#### Dataset entries
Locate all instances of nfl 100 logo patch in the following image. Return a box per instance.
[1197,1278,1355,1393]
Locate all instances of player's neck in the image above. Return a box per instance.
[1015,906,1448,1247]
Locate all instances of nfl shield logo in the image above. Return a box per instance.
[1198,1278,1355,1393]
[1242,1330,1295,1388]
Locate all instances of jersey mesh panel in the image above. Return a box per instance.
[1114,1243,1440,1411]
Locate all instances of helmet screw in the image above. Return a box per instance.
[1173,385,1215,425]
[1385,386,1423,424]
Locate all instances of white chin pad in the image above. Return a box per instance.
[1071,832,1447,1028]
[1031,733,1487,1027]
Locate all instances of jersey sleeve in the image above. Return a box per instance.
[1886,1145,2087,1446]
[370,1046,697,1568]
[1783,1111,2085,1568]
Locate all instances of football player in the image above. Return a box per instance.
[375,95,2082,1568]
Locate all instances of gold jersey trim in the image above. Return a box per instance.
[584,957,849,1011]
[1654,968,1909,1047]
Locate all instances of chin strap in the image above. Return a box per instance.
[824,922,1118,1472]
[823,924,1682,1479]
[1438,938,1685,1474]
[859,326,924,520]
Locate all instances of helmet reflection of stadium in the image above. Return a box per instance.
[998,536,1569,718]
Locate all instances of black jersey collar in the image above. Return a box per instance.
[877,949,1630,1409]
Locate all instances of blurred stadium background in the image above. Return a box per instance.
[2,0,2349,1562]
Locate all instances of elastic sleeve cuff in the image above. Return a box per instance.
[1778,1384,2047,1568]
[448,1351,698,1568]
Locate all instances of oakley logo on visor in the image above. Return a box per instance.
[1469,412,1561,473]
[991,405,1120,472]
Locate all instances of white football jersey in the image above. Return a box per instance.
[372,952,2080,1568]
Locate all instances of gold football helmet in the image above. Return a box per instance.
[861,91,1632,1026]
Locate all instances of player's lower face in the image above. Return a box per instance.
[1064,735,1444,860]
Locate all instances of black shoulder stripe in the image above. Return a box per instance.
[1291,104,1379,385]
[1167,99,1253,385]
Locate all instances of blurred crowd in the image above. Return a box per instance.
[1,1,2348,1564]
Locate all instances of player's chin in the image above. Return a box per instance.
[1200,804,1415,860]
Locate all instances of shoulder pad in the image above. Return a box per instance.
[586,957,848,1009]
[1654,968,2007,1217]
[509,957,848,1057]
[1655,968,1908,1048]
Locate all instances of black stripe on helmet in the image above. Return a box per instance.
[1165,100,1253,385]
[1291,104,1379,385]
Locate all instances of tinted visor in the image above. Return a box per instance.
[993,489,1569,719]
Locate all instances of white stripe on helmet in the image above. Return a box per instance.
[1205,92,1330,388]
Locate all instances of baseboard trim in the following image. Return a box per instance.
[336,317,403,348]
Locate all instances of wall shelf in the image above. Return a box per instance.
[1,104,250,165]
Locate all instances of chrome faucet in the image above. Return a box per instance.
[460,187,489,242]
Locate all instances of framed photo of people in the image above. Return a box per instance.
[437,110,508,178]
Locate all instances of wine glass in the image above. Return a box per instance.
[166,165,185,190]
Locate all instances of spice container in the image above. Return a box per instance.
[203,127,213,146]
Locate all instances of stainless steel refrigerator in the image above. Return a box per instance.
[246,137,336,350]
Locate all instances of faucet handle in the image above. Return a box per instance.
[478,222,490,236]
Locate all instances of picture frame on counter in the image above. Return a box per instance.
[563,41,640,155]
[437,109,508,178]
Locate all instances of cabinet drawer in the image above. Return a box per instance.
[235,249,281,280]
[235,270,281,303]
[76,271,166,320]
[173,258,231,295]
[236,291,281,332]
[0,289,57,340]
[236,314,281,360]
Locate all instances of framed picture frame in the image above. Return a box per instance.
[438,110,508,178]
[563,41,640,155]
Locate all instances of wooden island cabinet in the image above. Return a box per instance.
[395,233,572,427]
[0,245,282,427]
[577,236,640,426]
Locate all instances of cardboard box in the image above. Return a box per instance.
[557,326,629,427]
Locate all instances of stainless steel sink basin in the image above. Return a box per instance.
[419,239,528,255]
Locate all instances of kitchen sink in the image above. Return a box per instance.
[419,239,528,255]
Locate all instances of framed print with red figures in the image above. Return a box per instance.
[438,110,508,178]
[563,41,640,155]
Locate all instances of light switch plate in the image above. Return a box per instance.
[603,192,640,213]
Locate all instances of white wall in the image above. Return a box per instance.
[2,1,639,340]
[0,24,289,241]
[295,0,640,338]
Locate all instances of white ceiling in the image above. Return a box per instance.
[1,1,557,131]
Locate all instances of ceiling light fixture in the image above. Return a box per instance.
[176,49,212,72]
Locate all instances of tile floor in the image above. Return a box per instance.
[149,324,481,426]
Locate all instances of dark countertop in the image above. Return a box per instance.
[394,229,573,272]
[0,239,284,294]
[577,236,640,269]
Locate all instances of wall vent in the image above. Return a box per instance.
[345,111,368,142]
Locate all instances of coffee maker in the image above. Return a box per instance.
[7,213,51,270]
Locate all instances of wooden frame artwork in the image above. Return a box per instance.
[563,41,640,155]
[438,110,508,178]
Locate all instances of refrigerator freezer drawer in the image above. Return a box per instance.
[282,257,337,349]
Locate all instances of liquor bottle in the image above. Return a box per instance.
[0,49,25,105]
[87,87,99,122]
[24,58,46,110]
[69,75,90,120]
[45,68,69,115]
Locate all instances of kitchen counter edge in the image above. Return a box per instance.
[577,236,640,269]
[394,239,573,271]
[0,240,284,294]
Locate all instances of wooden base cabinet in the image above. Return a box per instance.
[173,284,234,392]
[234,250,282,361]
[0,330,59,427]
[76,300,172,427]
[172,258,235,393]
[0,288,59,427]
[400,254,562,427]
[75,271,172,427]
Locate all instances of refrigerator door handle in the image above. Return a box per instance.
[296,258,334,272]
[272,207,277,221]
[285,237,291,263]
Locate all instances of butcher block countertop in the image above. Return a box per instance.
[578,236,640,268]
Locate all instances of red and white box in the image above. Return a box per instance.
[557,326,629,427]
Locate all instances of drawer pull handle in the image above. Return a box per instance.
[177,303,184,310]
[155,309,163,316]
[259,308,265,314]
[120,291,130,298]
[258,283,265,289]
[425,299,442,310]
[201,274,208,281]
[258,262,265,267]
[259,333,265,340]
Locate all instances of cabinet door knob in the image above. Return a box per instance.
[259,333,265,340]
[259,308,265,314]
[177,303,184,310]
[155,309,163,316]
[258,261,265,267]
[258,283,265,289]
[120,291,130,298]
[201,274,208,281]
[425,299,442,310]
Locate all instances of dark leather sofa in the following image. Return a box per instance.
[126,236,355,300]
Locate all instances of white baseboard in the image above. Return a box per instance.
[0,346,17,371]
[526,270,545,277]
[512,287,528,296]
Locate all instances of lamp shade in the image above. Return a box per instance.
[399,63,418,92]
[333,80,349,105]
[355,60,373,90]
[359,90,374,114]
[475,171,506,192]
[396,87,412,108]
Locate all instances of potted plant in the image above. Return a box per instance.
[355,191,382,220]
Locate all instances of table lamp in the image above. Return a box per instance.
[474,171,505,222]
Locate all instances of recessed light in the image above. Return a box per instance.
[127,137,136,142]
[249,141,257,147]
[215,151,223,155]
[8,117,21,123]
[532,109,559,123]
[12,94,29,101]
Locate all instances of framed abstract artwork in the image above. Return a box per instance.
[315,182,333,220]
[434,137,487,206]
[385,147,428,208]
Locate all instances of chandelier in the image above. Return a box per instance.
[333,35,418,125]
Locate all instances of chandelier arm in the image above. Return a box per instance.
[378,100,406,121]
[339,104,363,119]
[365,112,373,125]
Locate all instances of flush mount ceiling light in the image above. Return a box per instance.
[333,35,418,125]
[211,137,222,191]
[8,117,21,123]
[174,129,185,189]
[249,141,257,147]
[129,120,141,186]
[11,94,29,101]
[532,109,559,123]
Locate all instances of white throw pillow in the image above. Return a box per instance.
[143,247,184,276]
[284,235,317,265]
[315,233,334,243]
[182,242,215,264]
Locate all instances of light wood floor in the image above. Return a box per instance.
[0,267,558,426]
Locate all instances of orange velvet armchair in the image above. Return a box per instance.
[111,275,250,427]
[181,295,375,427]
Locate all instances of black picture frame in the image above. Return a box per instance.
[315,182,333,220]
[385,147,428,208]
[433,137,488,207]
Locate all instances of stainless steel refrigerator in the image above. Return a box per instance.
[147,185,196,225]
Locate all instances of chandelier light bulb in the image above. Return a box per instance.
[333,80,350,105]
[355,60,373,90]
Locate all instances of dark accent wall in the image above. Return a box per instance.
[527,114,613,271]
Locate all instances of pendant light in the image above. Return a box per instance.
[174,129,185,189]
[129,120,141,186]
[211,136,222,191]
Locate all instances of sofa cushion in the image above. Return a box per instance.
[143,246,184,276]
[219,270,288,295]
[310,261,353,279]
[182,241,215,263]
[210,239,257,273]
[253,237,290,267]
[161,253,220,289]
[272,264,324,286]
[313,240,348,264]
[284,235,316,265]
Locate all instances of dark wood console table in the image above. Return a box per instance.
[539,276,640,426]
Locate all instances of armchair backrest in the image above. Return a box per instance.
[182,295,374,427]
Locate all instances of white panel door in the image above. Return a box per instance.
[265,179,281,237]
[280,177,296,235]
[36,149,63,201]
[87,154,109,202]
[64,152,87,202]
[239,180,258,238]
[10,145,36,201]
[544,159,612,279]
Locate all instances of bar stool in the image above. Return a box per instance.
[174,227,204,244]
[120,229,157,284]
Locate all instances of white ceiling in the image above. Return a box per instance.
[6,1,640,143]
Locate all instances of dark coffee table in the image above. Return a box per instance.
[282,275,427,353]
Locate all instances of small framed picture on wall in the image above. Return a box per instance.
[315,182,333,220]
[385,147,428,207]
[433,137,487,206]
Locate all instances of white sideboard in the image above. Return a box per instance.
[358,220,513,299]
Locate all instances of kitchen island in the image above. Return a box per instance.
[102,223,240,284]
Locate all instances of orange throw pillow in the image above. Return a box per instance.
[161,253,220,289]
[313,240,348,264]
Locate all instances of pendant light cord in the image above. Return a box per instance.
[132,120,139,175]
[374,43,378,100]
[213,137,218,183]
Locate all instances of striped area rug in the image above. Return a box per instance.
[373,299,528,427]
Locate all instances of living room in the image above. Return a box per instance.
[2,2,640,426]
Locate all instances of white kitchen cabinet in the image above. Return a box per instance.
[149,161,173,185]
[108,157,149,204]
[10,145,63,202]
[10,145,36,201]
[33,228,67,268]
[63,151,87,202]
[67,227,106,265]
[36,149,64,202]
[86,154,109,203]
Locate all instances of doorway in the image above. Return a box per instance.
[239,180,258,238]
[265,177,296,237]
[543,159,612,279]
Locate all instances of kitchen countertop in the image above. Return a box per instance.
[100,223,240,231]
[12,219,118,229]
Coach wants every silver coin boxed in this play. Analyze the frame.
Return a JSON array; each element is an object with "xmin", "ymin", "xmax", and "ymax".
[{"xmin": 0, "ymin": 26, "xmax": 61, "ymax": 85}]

#### Exercise objective
Reproduce the lines from the one containing "Locate all instances of doorway" to the end of the entries, keeping both ends and adding nothing.

#### Response for this exercise
Locate all instances of doorway in the image above. Return a box per instance.
[239,180,258,238]
[265,177,296,237]
[543,159,612,279]
Locate all instances of kitchen countertop in the image above. Return a box per instance.
[100,223,240,231]
[12,219,118,229]
Coach wants every silver coin boxed in this play. Analyze the frame.
Return a JSON array; each element is an object with "xmin", "ymin", "xmax", and "ymax".
[{"xmin": 0, "ymin": 26, "xmax": 61, "ymax": 85}]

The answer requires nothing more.